▶ Given request 1:
Answer these questions about the forum thread on Citizen 150M divers:
(a) In the first post, which Seiko models are the Citizen divers called contemporaries of?
(b) What case number does the reply from Morris Minor give?
(c) In that same reply, where should the movement number stamp be found?
— begin Document text —
# Citizen 150M



## K.I.T.T. (Sep 5, 2003)

To have one of these is lucky... :thumbsup:










To have two... 










Well you do always need a spare... :sweatdrop:

*

*

*

*

*

*

But to have Five...

In the same watch collection...

Err Well...!!!

That's been described as...

Proper Extreme! :shocking:










These are Citizen 150m Divers from the 1970's - Early 80's... They were the contemporaries of the Seiko 6309-7040/9's... And I do quite like them!!!

Mike


----------



## mach 0.0013137 (Jan 10, 2005)

A nice collection,I`m rather fond of mine...




























I`ve described mine as Citizen `68-5372`, cal. 8210. 21 Jewels (Possibly made in June 1973) would this be accurate? :huh:


----------



## taffyman (Apr 26, 2011)

wow! i have a job in finding one of those i dont know about five. lucky guy.


----------



## Morris Minor (Oct 4, 2010)

mach 0.0013137 said:


> I`ve described mine as Citizen `68-5372`, cal. 8210. 21 Jewels (Possibly made in June 1973) would this be accurate? :huh:


I would agree that it's probably from 1973, but are you sure it's got an 8210 movement in it? With that case number - 4-740131 - I'd have expected a different movement. Have you opened it up? If not, please could you!  There should be a movement number stamp near the balance wheel. Potentially a much rarer piece than the 8200 divers (which would be model number 52-0110 from that period btw).
— end Document text —
— begin Provided data —
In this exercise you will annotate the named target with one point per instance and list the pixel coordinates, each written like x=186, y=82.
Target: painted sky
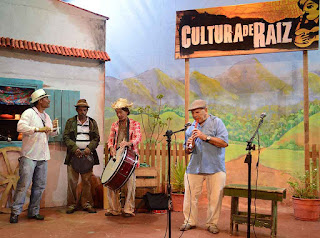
x=140, y=36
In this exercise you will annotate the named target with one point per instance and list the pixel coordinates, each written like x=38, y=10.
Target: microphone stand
x=248, y=160
x=168, y=134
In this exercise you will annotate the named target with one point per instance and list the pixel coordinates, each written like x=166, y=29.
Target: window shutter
x=69, y=99
x=62, y=108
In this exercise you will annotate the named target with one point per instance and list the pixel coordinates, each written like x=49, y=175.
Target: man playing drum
x=124, y=132
x=81, y=136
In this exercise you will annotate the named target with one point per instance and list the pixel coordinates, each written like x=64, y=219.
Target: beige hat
x=38, y=94
x=121, y=103
x=197, y=104
x=82, y=103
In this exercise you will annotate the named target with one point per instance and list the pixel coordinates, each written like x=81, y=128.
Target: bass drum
x=119, y=169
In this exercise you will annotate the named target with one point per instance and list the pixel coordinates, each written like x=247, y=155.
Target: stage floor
x=82, y=224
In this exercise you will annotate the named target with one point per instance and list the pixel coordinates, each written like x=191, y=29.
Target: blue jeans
x=35, y=171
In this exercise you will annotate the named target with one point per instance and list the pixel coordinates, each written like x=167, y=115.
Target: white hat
x=37, y=95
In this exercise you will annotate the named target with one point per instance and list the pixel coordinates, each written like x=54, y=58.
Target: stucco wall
x=52, y=22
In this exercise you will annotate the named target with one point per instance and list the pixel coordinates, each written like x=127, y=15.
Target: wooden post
x=187, y=91
x=306, y=111
x=186, y=97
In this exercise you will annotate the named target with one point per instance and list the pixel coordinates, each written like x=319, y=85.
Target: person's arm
x=219, y=140
x=66, y=137
x=94, y=141
x=111, y=140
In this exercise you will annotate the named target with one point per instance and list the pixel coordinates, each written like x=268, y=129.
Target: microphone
x=187, y=125
x=263, y=115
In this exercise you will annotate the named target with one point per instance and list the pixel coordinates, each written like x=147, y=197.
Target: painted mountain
x=246, y=84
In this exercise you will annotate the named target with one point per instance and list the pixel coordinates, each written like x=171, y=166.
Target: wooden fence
x=314, y=163
x=156, y=156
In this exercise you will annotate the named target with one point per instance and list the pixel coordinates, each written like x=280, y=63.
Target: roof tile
x=53, y=49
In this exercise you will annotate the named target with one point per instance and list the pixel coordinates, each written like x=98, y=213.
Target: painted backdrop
x=140, y=42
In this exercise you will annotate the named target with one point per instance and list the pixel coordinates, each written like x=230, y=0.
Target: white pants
x=114, y=205
x=193, y=188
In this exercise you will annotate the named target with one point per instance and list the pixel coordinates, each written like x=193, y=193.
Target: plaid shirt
x=134, y=135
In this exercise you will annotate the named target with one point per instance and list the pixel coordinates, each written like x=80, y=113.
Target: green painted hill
x=294, y=139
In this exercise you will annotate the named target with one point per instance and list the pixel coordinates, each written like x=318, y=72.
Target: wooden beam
x=306, y=110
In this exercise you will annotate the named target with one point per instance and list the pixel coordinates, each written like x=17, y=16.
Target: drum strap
x=128, y=127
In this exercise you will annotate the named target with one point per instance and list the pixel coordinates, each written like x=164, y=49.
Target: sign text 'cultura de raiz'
x=287, y=25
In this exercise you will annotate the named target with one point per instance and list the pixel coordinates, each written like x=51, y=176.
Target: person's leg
x=73, y=178
x=215, y=185
x=113, y=206
x=130, y=196
x=193, y=187
x=86, y=195
x=26, y=169
x=38, y=185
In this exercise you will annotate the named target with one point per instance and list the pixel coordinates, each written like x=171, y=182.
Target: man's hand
x=112, y=151
x=78, y=153
x=87, y=151
x=55, y=124
x=45, y=129
x=198, y=134
x=125, y=143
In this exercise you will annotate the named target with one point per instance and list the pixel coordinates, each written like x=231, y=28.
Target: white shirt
x=83, y=138
x=34, y=144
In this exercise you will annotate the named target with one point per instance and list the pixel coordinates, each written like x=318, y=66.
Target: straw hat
x=121, y=103
x=82, y=103
x=197, y=104
x=38, y=94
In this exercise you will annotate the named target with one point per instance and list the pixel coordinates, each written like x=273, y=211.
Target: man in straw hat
x=124, y=132
x=206, y=140
x=81, y=135
x=35, y=126
x=307, y=25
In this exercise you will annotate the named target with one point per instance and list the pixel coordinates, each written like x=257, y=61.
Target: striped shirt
x=83, y=138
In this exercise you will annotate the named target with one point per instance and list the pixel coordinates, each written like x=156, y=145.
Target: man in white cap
x=35, y=126
x=124, y=132
x=81, y=136
x=206, y=140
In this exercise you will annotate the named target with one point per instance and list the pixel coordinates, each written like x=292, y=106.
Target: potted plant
x=305, y=197
x=177, y=195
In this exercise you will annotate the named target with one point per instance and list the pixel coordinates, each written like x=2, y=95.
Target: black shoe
x=90, y=210
x=37, y=217
x=71, y=210
x=13, y=218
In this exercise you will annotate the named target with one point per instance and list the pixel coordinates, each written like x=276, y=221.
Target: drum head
x=83, y=164
x=113, y=165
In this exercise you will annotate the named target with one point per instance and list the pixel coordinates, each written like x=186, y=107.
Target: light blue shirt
x=207, y=158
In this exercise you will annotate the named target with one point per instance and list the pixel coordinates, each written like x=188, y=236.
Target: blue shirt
x=207, y=158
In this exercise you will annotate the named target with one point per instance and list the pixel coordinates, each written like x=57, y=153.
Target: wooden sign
x=286, y=25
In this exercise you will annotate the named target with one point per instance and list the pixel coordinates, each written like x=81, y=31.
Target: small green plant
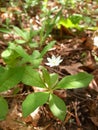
x=50, y=83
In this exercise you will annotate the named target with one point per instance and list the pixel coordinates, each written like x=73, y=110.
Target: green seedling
x=50, y=83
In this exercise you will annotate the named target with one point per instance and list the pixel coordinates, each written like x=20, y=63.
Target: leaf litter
x=82, y=104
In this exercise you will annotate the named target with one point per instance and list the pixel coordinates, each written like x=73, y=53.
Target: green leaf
x=47, y=48
x=10, y=78
x=32, y=77
x=54, y=79
x=76, y=18
x=57, y=106
x=4, y=30
x=46, y=77
x=20, y=41
x=3, y=108
x=35, y=54
x=21, y=52
x=33, y=101
x=79, y=80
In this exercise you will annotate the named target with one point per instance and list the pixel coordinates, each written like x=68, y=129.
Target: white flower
x=54, y=61
x=96, y=41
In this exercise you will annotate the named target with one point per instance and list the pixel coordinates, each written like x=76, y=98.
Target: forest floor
x=82, y=104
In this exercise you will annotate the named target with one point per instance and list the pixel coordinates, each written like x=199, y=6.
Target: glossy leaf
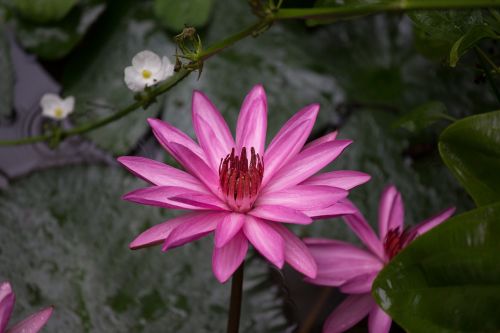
x=447, y=280
x=95, y=75
x=467, y=41
x=55, y=40
x=64, y=238
x=43, y=11
x=471, y=150
x=175, y=15
x=422, y=116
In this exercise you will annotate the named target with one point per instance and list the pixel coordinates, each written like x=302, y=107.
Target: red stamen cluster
x=240, y=179
x=395, y=240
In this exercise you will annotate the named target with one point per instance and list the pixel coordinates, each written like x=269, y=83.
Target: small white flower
x=147, y=69
x=55, y=107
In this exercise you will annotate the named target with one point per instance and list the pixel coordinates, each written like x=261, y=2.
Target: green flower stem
x=233, y=320
x=356, y=10
x=342, y=12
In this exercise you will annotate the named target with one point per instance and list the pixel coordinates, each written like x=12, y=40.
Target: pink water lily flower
x=353, y=269
x=239, y=190
x=32, y=324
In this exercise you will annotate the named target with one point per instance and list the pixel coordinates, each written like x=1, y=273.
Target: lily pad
x=75, y=256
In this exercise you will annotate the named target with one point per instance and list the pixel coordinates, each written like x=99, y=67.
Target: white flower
x=55, y=107
x=147, y=69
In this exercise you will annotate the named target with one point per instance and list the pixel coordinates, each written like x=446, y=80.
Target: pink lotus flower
x=239, y=190
x=32, y=324
x=353, y=269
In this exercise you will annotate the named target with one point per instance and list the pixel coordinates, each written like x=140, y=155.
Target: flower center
x=240, y=179
x=146, y=74
x=58, y=112
x=395, y=240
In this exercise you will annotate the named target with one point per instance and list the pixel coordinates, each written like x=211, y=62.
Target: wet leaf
x=95, y=76
x=448, y=279
x=174, y=14
x=75, y=255
x=56, y=39
x=423, y=116
x=43, y=11
x=471, y=150
x=467, y=41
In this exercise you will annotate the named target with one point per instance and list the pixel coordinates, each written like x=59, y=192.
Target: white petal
x=49, y=101
x=146, y=60
x=133, y=79
x=68, y=105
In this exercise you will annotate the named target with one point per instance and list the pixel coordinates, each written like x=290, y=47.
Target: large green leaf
x=471, y=149
x=175, y=14
x=63, y=241
x=54, y=40
x=95, y=75
x=449, y=279
x=43, y=11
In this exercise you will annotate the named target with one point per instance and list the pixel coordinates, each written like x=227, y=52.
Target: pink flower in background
x=239, y=190
x=32, y=324
x=353, y=269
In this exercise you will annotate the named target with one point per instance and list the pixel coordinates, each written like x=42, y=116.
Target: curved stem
x=233, y=321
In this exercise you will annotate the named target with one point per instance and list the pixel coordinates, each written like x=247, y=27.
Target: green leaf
x=95, y=75
x=55, y=40
x=64, y=241
x=6, y=79
x=467, y=41
x=423, y=116
x=174, y=14
x=43, y=11
x=471, y=150
x=447, y=280
x=437, y=31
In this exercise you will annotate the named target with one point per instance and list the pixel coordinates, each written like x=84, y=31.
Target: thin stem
x=233, y=321
x=483, y=58
x=351, y=11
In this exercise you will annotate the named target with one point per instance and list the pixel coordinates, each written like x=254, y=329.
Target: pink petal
x=192, y=230
x=357, y=223
x=379, y=321
x=265, y=239
x=196, y=166
x=325, y=138
x=252, y=121
x=280, y=214
x=303, y=197
x=228, y=258
x=7, y=300
x=390, y=211
x=158, y=233
x=345, y=179
x=158, y=173
x=339, y=262
x=432, y=222
x=361, y=284
x=306, y=164
x=340, y=208
x=33, y=323
x=351, y=311
x=175, y=198
x=297, y=254
x=289, y=140
x=227, y=228
x=211, y=130
x=166, y=134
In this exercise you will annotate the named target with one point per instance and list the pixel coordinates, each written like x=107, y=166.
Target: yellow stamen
x=146, y=74
x=58, y=112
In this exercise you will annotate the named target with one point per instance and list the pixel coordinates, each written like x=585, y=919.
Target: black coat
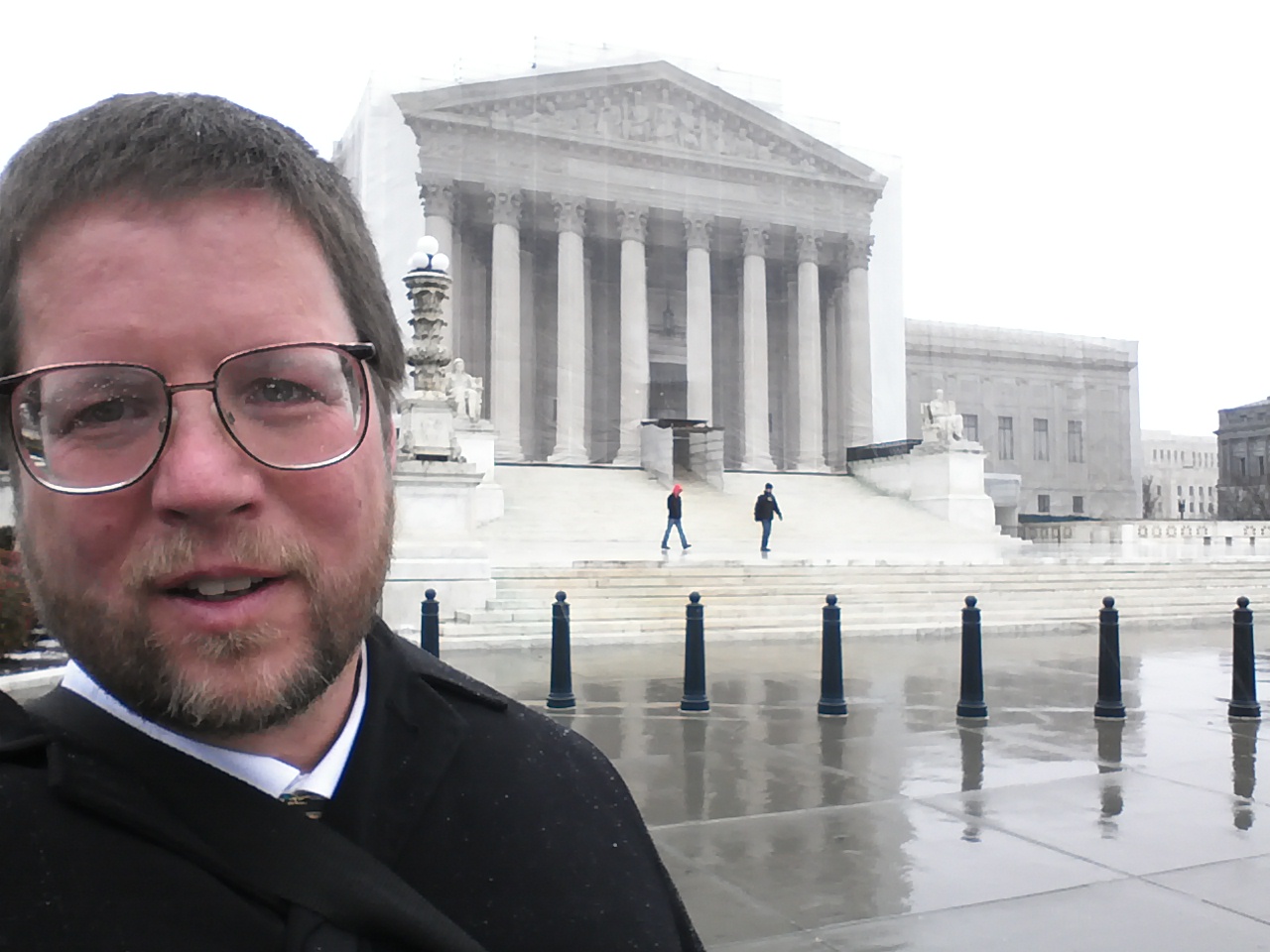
— end Provided data —
▶ Given request 2:
Please recast the entries between the lines holding "like x=280, y=63." and "x=128, y=127", inclusive, as a two-column CSV with columns instruction and points. Give one row per entry, put each field in quotes, and turn its line breaks into spaces.

▶ Finished answer 1:
(a) The Seiko 6309-7040/9's.
(b) 4-740131.
(c) Near the balance wheel.

▶ Finished answer 2:
instruction,points
"In this exercise you will annotate the named target with one point per instance and list the pixel coordinates, each written like x=280, y=63. Target: roof tile","x=53, y=49"
"In this exercise you will annotate the named target with one point per instance and list the pixel coordinates, each written like x=98, y=213. Target: painted backdrop","x=140, y=42"
"In this exercise you will annotate the named target with one point per instance and list the pixel coordinates, each written like x=230, y=0. Target: white pants","x=114, y=205 x=193, y=188"
"In this exercise you will annotate the named target with one point per instance and list the pixel coordinates, each written like x=193, y=193. Target: plaid shirt","x=134, y=135"
"In this exercise you will annotate the named target with one point per instance and list the pixel coordinates, each written like x=80, y=113. Target: green painted hill","x=294, y=139"
"In this exercise you will annotate the named target with one point per instance and list the pixel coordinates, each written like x=318, y=72. Target: wooden beam","x=306, y=110"
"In this exercise you will annotate the named target with one point per instance and list the pixel coordinates, each written like x=17, y=16. Target: drum strap","x=128, y=127"